- _Work instructions_
Please copy each of the items below word for word, keeping every line and character unchanged.

:: Task data ::

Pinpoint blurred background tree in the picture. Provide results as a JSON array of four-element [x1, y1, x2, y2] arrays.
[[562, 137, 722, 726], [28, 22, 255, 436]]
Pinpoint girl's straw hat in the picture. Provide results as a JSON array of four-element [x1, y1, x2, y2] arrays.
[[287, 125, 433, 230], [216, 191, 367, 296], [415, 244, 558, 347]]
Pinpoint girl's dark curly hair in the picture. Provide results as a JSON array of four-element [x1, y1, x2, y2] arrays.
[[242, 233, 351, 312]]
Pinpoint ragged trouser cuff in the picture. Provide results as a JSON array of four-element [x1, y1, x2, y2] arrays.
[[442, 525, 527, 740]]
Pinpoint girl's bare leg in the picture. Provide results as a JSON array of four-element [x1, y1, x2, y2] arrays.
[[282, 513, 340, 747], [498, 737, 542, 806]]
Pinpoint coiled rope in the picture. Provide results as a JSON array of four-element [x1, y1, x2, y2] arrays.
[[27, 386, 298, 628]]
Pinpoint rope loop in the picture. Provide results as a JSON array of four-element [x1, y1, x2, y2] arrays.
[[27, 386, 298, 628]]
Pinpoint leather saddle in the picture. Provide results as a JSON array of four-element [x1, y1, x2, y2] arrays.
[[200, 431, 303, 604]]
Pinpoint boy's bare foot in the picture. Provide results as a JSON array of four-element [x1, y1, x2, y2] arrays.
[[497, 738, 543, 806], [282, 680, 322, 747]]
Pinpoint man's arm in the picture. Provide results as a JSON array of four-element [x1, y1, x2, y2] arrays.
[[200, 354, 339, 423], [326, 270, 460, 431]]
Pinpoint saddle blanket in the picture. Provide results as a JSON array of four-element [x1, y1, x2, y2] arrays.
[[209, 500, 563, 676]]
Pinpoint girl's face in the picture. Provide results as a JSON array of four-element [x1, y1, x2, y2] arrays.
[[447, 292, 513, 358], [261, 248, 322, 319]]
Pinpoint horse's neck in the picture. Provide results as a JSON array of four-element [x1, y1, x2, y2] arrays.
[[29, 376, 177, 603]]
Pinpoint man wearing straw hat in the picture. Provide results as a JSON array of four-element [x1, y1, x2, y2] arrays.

:::

- _Answer in full_
Pinpoint blurred background tree in the picture. Provide results as a JSON array of four-element [x1, y1, x2, y2] arrays.
[[562, 137, 722, 726], [28, 22, 255, 436]]
Pinpoint girl's straw hat in the picture. Provide results as a JSON array of four-element [x1, y1, x2, y2] arrays.
[[287, 125, 433, 230], [216, 191, 367, 296], [415, 244, 558, 347]]
Pinpoint girl's dark curly hair in the picture. Provide results as a JSON array of four-element [x1, y1, x2, y2] arrays.
[[242, 233, 351, 312]]
Pinpoint ragged trouser cuff in the picture. Provide results as a JSON array of four-element [x1, y1, x2, y2] arrays.
[[442, 525, 527, 740]]
Pinpoint girl's bare leg in the picture. Provide results as a JSON array of four-element [x1, y1, x2, y2] arrays.
[[282, 513, 340, 747], [498, 737, 542, 806]]
Pinpoint coiled rope in the picture. Provide results as a JSON array of four-element [x1, y1, x2, y2] arrays.
[[27, 386, 298, 628]]
Pinpoint rope loop in the picture. Provide results as a JSON array of four-element [x1, y1, x2, y2] arrays.
[[27, 386, 298, 628]]
Pinpoint leather saddle in the picture. Provide results as a JSON array of four-element [x1, y1, x2, y2] arrays.
[[200, 431, 303, 604]]
Pinpoint boy's bare foot in the picture. Provide results as a JSON array of four-element [x1, y1, x2, y2] arrays.
[[497, 738, 543, 806], [282, 680, 322, 747]]
Pinpoint man's arm in the picture. Provide results as a JSON array of four-element [x1, y1, x2, y2] arrays.
[[200, 354, 339, 423], [326, 270, 460, 431]]
Pinpoint saddle blanket in the picture. Provide results as a JSON array of four-element [x1, y1, x2, y2] arrays.
[[209, 500, 563, 676]]
Pinpoint girl's face in the picture. Provide results as a JSON array of four-element [x1, y1, x2, y2] arrays.
[[447, 292, 513, 358], [261, 248, 322, 319]]
Pinpoint horse's neck in the picture. Provide results as a JSON array of four-element [x1, y1, x2, y2] arrays.
[[29, 376, 177, 603]]
Pinpoint man wearing straw hat in the picture. Provide results as a JSON array of four-element [x1, y1, x2, y2] arrays.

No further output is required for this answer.